What the task requires:
Below are several entries. Transcribe exactly those lines that fall from the one with "Where can the person standing" through the one with "Where can the person with", end lines included.

Records from a collection
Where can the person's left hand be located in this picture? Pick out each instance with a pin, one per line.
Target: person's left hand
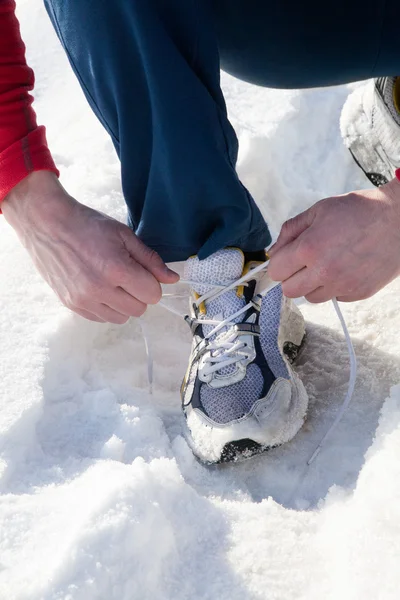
(346, 247)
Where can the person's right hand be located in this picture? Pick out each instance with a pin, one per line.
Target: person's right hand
(95, 264)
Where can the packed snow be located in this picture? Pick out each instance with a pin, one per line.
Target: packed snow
(100, 496)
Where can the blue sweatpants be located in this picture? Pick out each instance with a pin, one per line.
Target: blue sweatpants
(150, 70)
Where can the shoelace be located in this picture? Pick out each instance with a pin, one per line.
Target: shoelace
(231, 345)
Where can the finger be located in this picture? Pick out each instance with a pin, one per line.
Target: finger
(321, 294)
(291, 230)
(285, 263)
(301, 283)
(124, 303)
(88, 315)
(148, 258)
(139, 283)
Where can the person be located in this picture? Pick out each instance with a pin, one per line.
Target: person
(150, 70)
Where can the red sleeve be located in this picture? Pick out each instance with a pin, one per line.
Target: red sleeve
(23, 146)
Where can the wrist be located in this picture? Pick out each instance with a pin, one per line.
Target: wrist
(37, 198)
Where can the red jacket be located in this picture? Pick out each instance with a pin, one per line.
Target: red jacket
(23, 146)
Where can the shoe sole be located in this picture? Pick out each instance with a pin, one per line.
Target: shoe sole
(242, 450)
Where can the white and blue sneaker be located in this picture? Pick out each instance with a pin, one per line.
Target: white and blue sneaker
(370, 126)
(240, 394)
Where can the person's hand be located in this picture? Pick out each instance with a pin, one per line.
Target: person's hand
(346, 247)
(95, 264)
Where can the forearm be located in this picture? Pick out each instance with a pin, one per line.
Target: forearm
(23, 146)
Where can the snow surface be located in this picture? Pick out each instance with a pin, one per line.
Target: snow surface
(100, 496)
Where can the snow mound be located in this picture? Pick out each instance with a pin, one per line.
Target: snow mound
(101, 498)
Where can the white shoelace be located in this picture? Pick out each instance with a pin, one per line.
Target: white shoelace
(227, 351)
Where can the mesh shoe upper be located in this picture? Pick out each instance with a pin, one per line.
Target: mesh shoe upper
(225, 399)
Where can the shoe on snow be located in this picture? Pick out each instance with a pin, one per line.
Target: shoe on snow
(370, 125)
(240, 394)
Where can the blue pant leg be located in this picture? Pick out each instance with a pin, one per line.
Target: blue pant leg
(292, 44)
(150, 71)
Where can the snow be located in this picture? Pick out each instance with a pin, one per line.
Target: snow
(100, 496)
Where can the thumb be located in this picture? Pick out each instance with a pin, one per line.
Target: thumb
(291, 230)
(148, 258)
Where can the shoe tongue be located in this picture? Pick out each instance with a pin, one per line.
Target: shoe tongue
(223, 267)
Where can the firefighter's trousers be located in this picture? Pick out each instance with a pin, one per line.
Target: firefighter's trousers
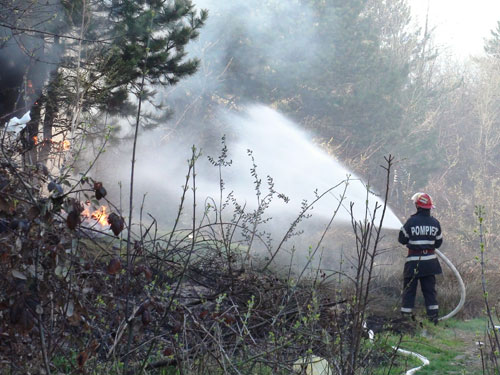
(428, 286)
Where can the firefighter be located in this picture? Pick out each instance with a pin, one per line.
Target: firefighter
(422, 235)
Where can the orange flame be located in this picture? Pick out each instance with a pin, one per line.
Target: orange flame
(100, 215)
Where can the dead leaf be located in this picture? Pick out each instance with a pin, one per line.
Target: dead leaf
(73, 220)
(100, 191)
(82, 358)
(117, 223)
(19, 275)
(146, 316)
(114, 266)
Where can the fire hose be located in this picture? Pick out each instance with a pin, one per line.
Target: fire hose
(318, 365)
(420, 357)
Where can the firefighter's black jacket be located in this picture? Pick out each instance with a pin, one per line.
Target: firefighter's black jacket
(421, 234)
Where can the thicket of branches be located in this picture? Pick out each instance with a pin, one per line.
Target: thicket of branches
(75, 298)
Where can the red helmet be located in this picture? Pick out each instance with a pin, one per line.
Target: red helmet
(423, 200)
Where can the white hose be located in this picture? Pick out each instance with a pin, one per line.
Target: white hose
(423, 359)
(321, 366)
(460, 282)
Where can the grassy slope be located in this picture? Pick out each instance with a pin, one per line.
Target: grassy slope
(450, 347)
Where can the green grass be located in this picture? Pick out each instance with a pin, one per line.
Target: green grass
(450, 347)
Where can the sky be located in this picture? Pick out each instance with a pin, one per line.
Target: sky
(461, 25)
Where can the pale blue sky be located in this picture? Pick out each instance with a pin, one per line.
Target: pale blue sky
(461, 25)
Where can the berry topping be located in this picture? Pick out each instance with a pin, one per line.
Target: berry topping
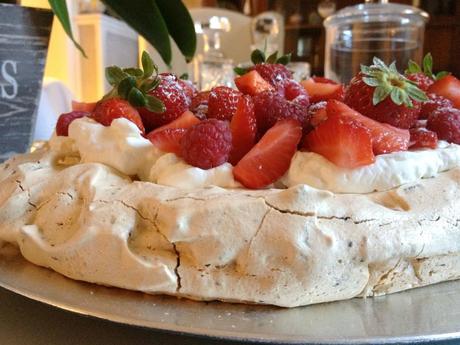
(252, 83)
(271, 106)
(446, 123)
(434, 103)
(448, 87)
(167, 139)
(207, 144)
(343, 141)
(422, 138)
(171, 93)
(270, 158)
(64, 121)
(322, 89)
(113, 108)
(244, 129)
(385, 138)
(222, 102)
(383, 94)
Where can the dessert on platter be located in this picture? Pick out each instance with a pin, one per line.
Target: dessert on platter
(277, 192)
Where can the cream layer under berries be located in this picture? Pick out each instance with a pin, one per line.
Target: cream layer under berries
(377, 133)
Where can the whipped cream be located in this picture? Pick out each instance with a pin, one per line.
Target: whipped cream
(170, 170)
(388, 171)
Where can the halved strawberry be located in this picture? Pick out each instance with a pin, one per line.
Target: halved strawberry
(167, 139)
(252, 83)
(83, 106)
(385, 138)
(186, 120)
(345, 142)
(270, 158)
(244, 129)
(448, 87)
(323, 91)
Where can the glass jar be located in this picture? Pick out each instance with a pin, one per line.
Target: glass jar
(354, 35)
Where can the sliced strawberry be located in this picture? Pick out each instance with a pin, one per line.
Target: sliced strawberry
(83, 106)
(345, 142)
(448, 87)
(319, 91)
(252, 83)
(270, 158)
(385, 138)
(167, 139)
(186, 120)
(244, 129)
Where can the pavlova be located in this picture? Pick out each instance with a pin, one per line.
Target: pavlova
(277, 192)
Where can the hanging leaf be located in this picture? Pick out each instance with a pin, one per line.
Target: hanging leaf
(59, 8)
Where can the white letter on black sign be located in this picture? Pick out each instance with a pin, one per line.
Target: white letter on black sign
(9, 79)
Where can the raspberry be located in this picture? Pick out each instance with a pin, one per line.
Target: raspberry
(446, 123)
(207, 144)
(222, 102)
(421, 79)
(434, 103)
(273, 73)
(64, 121)
(172, 94)
(270, 107)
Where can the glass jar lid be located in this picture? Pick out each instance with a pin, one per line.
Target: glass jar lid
(378, 12)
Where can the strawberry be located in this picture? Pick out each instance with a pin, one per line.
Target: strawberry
(343, 141)
(447, 87)
(385, 138)
(83, 106)
(222, 102)
(186, 120)
(113, 108)
(271, 157)
(167, 139)
(383, 94)
(252, 83)
(171, 93)
(323, 90)
(64, 121)
(422, 138)
(244, 129)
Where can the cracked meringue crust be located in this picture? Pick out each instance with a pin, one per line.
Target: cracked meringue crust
(286, 247)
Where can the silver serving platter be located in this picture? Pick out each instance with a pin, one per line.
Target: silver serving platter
(419, 315)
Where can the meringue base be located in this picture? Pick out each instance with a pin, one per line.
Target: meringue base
(286, 247)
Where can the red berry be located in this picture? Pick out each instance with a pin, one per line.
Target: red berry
(173, 96)
(422, 138)
(434, 103)
(167, 139)
(448, 87)
(323, 89)
(271, 157)
(421, 79)
(222, 102)
(359, 96)
(270, 107)
(385, 138)
(446, 123)
(207, 144)
(113, 108)
(273, 73)
(244, 129)
(343, 141)
(64, 121)
(252, 83)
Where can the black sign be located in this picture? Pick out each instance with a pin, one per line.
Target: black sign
(24, 37)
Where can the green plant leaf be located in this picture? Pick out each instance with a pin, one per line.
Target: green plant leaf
(180, 26)
(59, 8)
(145, 17)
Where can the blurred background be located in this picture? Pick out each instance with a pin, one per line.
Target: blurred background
(228, 30)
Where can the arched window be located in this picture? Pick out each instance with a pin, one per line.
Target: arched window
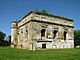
(43, 33)
(55, 33)
(65, 35)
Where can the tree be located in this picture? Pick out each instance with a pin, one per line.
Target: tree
(44, 11)
(2, 37)
(76, 37)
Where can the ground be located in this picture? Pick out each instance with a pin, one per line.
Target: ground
(7, 53)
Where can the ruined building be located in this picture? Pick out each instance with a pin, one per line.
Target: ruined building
(38, 31)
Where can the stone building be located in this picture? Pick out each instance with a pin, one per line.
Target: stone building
(38, 31)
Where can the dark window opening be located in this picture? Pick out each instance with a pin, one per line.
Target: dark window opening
(43, 46)
(65, 35)
(55, 33)
(43, 33)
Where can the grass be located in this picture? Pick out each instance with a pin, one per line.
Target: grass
(7, 53)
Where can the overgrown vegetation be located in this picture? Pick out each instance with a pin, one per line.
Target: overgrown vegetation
(7, 53)
(3, 41)
(77, 37)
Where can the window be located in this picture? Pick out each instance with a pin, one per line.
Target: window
(65, 35)
(43, 33)
(21, 30)
(55, 33)
(43, 46)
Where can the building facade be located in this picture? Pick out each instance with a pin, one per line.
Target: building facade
(38, 31)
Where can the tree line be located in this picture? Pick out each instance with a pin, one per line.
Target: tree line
(7, 41)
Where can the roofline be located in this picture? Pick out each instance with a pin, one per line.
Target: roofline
(46, 14)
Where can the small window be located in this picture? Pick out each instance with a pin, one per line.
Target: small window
(21, 30)
(43, 46)
(55, 33)
(65, 35)
(43, 33)
(26, 30)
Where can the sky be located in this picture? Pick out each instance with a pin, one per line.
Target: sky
(12, 10)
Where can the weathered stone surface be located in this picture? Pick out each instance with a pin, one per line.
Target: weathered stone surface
(37, 32)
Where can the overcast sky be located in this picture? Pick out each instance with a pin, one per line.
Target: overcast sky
(11, 10)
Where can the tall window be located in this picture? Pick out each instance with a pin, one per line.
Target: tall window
(43, 33)
(65, 35)
(55, 33)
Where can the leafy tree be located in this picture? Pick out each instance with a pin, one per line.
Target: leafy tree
(44, 11)
(2, 37)
(77, 37)
(36, 10)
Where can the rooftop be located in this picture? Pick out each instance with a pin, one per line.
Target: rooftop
(46, 14)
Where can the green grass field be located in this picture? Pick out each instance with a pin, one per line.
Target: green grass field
(7, 53)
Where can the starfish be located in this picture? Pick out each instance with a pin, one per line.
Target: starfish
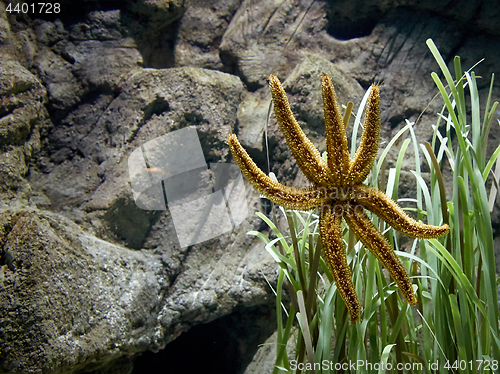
(338, 190)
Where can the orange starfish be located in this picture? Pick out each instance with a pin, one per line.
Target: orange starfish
(338, 190)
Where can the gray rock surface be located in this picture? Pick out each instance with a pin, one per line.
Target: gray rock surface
(88, 279)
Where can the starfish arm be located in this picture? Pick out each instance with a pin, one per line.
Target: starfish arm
(330, 229)
(368, 234)
(364, 157)
(383, 206)
(305, 153)
(289, 197)
(336, 139)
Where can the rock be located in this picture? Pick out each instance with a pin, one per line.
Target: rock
(200, 30)
(80, 93)
(83, 296)
(79, 294)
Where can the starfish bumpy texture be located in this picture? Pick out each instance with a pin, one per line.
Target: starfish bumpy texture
(338, 190)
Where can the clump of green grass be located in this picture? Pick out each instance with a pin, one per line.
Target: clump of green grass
(455, 325)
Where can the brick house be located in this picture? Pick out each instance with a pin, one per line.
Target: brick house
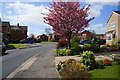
(43, 37)
(18, 32)
(101, 36)
(6, 29)
(54, 37)
(86, 35)
(113, 27)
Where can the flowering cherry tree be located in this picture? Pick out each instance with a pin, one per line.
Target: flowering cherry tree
(67, 18)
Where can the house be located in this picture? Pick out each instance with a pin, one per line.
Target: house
(101, 36)
(43, 37)
(113, 27)
(6, 29)
(18, 32)
(86, 35)
(54, 37)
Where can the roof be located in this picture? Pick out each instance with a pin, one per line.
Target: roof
(18, 27)
(110, 31)
(115, 12)
(5, 24)
(86, 31)
(118, 12)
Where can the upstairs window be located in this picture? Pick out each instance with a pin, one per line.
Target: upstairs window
(83, 34)
(112, 24)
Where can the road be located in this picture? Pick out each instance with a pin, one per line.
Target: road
(16, 57)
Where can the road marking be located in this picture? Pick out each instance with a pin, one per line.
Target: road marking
(23, 66)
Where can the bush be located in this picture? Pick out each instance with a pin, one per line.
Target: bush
(88, 59)
(64, 63)
(99, 63)
(115, 58)
(61, 52)
(95, 48)
(117, 44)
(37, 40)
(64, 52)
(103, 48)
(75, 45)
(91, 47)
(74, 70)
(112, 48)
(86, 47)
(107, 62)
(62, 44)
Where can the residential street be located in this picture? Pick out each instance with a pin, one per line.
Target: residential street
(44, 64)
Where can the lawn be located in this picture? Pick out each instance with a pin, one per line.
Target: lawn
(20, 45)
(107, 72)
(50, 42)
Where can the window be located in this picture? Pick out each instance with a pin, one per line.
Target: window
(22, 31)
(83, 34)
(112, 24)
(109, 37)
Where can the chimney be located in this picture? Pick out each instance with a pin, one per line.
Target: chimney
(18, 24)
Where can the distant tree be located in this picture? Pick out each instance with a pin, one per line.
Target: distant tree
(67, 18)
(48, 31)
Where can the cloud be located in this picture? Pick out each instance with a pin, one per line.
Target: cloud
(97, 25)
(36, 31)
(25, 13)
(95, 10)
(97, 6)
(98, 28)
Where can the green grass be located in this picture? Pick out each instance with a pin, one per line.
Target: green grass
(20, 45)
(107, 72)
(50, 42)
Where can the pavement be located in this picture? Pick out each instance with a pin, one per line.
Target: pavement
(35, 62)
(98, 56)
(40, 63)
(24, 47)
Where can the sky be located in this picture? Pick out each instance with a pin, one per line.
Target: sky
(29, 14)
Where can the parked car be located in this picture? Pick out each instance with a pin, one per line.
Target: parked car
(27, 40)
(94, 40)
(11, 40)
(83, 41)
(98, 41)
(2, 47)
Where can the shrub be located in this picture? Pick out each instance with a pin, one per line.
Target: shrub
(95, 48)
(64, 63)
(61, 52)
(61, 44)
(107, 62)
(86, 47)
(113, 48)
(88, 59)
(37, 40)
(115, 58)
(75, 45)
(117, 44)
(74, 71)
(99, 63)
(103, 48)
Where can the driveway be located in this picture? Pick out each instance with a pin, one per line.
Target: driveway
(43, 67)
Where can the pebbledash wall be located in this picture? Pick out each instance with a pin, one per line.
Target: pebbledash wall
(113, 28)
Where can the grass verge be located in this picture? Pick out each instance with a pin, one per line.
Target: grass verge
(50, 43)
(107, 72)
(20, 45)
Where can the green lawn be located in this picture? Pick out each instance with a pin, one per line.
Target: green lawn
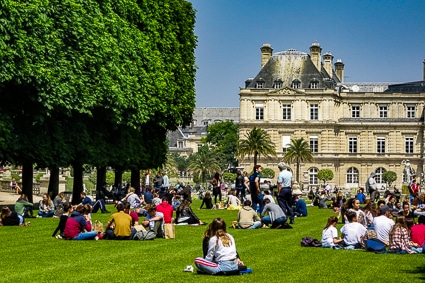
(30, 254)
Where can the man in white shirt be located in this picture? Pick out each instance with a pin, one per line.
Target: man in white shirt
(383, 224)
(284, 187)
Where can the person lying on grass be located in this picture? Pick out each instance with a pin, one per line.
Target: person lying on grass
(219, 249)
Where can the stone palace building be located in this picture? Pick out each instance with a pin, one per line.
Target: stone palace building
(352, 129)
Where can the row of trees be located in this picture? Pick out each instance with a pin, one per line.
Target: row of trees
(93, 82)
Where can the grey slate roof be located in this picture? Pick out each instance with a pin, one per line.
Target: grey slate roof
(291, 65)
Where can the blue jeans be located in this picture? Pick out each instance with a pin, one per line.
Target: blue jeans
(46, 214)
(280, 221)
(86, 235)
(285, 202)
(212, 267)
(254, 225)
(257, 199)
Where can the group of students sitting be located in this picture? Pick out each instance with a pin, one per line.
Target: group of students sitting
(378, 221)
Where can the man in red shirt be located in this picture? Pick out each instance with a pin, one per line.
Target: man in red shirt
(166, 209)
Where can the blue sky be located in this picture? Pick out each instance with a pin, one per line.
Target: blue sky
(378, 41)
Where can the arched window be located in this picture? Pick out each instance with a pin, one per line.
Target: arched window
(378, 177)
(312, 172)
(352, 175)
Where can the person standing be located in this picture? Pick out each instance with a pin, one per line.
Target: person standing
(254, 187)
(284, 184)
(240, 186)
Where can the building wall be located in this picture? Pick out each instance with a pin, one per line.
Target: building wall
(335, 125)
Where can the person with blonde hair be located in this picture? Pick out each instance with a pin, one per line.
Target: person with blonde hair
(46, 208)
(400, 242)
(221, 255)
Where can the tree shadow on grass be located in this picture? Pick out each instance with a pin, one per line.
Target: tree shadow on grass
(420, 270)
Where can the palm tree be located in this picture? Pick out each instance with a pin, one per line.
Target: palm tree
(257, 142)
(203, 163)
(298, 151)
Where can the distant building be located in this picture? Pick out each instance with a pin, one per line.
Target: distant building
(352, 128)
(186, 141)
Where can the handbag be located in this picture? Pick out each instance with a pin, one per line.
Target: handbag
(98, 227)
(170, 231)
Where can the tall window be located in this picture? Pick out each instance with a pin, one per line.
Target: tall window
(378, 177)
(296, 83)
(408, 145)
(410, 111)
(313, 176)
(286, 108)
(259, 112)
(383, 111)
(352, 145)
(314, 111)
(380, 145)
(355, 112)
(352, 175)
(314, 144)
(277, 83)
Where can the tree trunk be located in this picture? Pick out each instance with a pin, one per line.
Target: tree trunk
(53, 189)
(100, 177)
(78, 183)
(27, 180)
(135, 180)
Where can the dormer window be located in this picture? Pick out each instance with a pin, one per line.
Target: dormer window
(260, 83)
(277, 84)
(314, 83)
(296, 83)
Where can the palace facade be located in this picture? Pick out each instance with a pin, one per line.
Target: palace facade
(352, 128)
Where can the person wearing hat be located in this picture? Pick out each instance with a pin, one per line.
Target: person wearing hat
(284, 193)
(383, 224)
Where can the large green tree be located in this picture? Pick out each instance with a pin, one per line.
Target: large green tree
(204, 163)
(298, 152)
(111, 64)
(256, 142)
(223, 136)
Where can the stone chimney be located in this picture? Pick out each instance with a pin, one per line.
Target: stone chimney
(266, 53)
(316, 55)
(328, 58)
(339, 70)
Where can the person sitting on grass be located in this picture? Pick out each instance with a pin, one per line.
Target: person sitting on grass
(100, 203)
(219, 248)
(154, 221)
(67, 208)
(352, 232)
(77, 227)
(11, 218)
(248, 217)
(23, 207)
(119, 225)
(399, 239)
(276, 217)
(185, 215)
(207, 200)
(330, 237)
(46, 207)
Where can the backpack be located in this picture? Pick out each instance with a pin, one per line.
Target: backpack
(310, 242)
(375, 245)
(144, 235)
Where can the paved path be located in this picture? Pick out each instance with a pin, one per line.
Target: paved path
(7, 198)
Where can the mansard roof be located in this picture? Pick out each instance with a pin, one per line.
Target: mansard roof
(293, 65)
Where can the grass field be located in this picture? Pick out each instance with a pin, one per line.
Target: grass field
(30, 254)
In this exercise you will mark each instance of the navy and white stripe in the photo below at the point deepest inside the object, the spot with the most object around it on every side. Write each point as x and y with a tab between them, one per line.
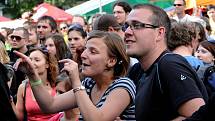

Written reply:
Where can the person standing be located in this picture? Pick out each instance with a pin, one per line.
Target: person standing
(254, 187)
(284, 184)
(240, 186)
Where can the building wall be located in this picture? Pick out each instance with a pin, one per line.
Target: building wall
(335, 125)
Where can the person with blonde hair be located in this picture? Pick out each instance with a pin, one per line.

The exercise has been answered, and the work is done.